_GOAL:_ Quote every line of the records below word for word, leaving the pictures out of your answer.

(Records taken from a data source)

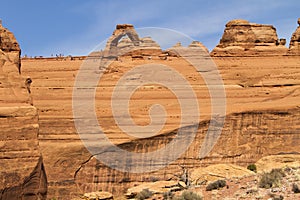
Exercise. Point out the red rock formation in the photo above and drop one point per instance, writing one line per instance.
(22, 173)
(263, 118)
(295, 41)
(242, 38)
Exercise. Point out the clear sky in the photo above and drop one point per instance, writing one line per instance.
(75, 27)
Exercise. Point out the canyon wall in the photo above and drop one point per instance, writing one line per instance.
(22, 173)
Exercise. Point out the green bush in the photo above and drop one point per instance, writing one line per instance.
(216, 185)
(188, 195)
(168, 195)
(271, 179)
(144, 194)
(295, 188)
(252, 167)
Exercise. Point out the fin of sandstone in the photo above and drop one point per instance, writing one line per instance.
(242, 38)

_RIGHT ANSWER:_
Exercise. Point out the red rock formation in the photo above and drop one point per instance, writing one line per instance.
(22, 173)
(263, 118)
(295, 41)
(242, 38)
Exercise. Point out the clear sky in the photo above and drop one point per instance, writing one line per instance.
(75, 27)
Exercise. Point out the canyon wall in the photo above and drop one point per instance, writing one line per instance.
(22, 173)
Exercise. Point out the green bush in the photo above and drop one point per instance, writing one line per instance.
(216, 185)
(188, 195)
(168, 195)
(271, 179)
(144, 194)
(295, 188)
(252, 167)
Exercise. Point out the fin of sandstone in the photo above and drop one point per instance, writing one line per instance.
(242, 38)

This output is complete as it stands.